Entries drawn from a collection:

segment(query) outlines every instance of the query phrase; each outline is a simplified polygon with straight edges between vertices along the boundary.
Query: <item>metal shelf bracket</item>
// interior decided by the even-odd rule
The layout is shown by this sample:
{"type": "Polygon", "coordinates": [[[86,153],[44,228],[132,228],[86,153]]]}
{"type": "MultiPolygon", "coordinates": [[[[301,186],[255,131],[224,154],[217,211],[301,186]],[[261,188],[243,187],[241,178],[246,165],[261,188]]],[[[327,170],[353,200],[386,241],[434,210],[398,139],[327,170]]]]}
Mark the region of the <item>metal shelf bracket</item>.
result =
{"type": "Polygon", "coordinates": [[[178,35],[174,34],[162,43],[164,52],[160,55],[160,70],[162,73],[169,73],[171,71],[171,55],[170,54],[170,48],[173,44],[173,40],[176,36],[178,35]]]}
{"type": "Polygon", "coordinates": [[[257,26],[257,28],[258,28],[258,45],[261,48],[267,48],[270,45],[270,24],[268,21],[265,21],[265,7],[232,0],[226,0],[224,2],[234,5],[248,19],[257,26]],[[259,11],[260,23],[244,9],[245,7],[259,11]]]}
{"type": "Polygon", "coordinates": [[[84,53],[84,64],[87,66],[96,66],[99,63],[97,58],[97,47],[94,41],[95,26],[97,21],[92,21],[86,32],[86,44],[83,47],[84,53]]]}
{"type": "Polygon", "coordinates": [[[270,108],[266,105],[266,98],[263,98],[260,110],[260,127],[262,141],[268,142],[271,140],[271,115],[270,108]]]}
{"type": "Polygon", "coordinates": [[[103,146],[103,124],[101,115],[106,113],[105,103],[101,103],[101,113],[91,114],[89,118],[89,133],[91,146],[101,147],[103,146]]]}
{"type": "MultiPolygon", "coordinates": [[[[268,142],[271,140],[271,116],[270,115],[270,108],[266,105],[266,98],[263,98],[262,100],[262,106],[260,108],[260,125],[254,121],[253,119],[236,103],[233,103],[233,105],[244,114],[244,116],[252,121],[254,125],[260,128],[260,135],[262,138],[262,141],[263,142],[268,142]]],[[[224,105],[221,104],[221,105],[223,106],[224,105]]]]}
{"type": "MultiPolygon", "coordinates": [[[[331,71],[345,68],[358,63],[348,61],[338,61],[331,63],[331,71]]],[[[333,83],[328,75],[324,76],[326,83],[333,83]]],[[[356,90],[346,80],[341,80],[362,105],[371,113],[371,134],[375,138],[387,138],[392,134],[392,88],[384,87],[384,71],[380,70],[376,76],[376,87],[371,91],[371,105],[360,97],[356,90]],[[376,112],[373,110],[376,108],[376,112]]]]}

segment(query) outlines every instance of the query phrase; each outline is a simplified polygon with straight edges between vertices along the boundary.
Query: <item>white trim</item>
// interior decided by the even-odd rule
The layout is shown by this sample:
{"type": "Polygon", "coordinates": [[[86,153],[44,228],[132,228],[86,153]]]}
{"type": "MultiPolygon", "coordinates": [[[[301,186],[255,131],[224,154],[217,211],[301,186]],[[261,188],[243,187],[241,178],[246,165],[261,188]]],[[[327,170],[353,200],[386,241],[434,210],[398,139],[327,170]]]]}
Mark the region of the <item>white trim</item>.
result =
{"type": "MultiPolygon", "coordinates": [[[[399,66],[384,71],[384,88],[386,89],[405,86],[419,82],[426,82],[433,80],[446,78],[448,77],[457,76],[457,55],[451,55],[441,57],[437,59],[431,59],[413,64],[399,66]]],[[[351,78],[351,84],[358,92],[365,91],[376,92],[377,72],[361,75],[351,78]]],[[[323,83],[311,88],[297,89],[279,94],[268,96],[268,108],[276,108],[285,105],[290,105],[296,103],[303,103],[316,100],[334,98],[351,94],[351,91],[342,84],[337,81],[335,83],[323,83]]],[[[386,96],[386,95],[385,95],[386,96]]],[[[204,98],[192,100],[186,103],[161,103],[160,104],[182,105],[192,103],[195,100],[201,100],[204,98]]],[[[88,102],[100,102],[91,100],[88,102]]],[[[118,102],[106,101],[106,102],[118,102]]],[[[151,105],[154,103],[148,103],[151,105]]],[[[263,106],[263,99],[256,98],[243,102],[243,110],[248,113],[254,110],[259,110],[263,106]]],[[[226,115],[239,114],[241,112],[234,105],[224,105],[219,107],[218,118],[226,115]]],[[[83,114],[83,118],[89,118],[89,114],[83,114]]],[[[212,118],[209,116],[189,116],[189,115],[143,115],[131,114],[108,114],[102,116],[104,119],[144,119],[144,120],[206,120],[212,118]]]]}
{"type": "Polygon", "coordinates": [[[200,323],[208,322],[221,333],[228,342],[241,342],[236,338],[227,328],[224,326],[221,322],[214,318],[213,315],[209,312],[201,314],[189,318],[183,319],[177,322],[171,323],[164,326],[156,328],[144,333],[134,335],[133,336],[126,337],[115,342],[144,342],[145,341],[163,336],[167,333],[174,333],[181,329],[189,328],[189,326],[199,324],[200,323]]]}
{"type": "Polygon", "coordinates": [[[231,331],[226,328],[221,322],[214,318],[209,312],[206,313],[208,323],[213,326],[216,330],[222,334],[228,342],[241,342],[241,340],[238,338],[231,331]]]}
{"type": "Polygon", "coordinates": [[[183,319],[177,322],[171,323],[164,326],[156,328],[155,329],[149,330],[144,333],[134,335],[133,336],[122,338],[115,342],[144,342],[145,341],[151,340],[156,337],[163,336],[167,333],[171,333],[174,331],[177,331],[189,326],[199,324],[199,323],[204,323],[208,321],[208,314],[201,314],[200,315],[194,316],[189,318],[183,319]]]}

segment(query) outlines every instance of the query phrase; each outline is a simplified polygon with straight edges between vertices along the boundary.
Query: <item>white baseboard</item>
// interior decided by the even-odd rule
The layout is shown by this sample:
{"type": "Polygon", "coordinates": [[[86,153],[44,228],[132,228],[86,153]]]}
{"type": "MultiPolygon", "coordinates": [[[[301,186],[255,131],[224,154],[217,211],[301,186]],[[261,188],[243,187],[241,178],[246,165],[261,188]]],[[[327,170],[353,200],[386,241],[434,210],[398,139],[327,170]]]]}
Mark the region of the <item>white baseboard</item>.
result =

REQUIRED WORK: Count the lines in the rows above that contain the string "baseboard", treating uppercase and lowercase as different, and give only the number.

EXERCISE RESULT: 2